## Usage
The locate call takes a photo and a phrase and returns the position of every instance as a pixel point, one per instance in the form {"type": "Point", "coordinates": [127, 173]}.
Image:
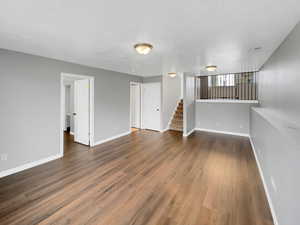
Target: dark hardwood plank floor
{"type": "Point", "coordinates": [146, 178]}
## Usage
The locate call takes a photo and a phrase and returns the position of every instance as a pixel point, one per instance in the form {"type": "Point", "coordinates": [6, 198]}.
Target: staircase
{"type": "Point", "coordinates": [177, 120]}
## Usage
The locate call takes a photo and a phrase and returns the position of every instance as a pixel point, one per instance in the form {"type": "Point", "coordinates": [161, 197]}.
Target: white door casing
{"type": "Point", "coordinates": [151, 106]}
{"type": "Point", "coordinates": [82, 111]}
{"type": "Point", "coordinates": [135, 105]}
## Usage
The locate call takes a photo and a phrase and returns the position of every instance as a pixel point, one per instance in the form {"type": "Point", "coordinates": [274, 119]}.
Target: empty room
{"type": "Point", "coordinates": [150, 113]}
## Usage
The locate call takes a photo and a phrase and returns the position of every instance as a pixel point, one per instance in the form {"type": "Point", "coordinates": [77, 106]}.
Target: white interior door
{"type": "Point", "coordinates": [82, 111]}
{"type": "Point", "coordinates": [151, 106]}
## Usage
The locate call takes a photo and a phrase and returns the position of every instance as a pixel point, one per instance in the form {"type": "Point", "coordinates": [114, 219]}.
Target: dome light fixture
{"type": "Point", "coordinates": [143, 48]}
{"type": "Point", "coordinates": [173, 74]}
{"type": "Point", "coordinates": [211, 68]}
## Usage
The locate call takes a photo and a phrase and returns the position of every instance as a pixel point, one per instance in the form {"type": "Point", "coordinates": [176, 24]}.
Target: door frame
{"type": "Point", "coordinates": [160, 105]}
{"type": "Point", "coordinates": [140, 87]}
{"type": "Point", "coordinates": [62, 106]}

·····

### TRY IT
The expected output is every line of the data, unchanged, with the pictures skipped.

### RESULT FOR THIS EXERCISE
## Usage
The locate call takes a photo and a phrase and returns the position of every instance as a pixel point, one per instance in the form {"type": "Point", "coordinates": [127, 173]}.
Image:
Target: dark hardwood plank floor
{"type": "Point", "coordinates": [146, 178]}
## Usage
The locate call takes a photo and a phrase and returns the position of every instance as a pixel point, one per instance in the form {"type": "Point", "coordinates": [6, 198]}.
Target: staircase
{"type": "Point", "coordinates": [177, 120]}
## Usage
The locate call takes a photo and a phrase and returns the position of every instance as a pixel point, one per instance in the form {"type": "Point", "coordinates": [161, 197]}.
Target: white door casing
{"type": "Point", "coordinates": [151, 106]}
{"type": "Point", "coordinates": [82, 111]}
{"type": "Point", "coordinates": [135, 105]}
## Usage
The locate call takes a photo and a phrase and returns the position of every instance as a pixel point, one per instance in the form {"type": "Point", "coordinates": [274, 119]}.
Target: empty room
{"type": "Point", "coordinates": [150, 113]}
## Usage
The locate call takes a photo and a phrase and returns the position of every instance as a pixel point, one per instance in the form {"type": "Point", "coordinates": [77, 106]}.
Target: white interior door
{"type": "Point", "coordinates": [82, 111]}
{"type": "Point", "coordinates": [151, 106]}
## Usage
The locate call takes a photo and a phrase and returns the position of every instance as a pixel point, one per instance in the form {"type": "Point", "coordinates": [114, 219]}.
Target: dome light fixture
{"type": "Point", "coordinates": [143, 48]}
{"type": "Point", "coordinates": [173, 74]}
{"type": "Point", "coordinates": [211, 68]}
## Usage
The locate call takes a photo and a phrase and returns the position of every instance as a pixel point, one per instance in the form {"type": "Point", "coordinates": [176, 24]}.
Target: door frame
{"type": "Point", "coordinates": [160, 105]}
{"type": "Point", "coordinates": [140, 87]}
{"type": "Point", "coordinates": [62, 106]}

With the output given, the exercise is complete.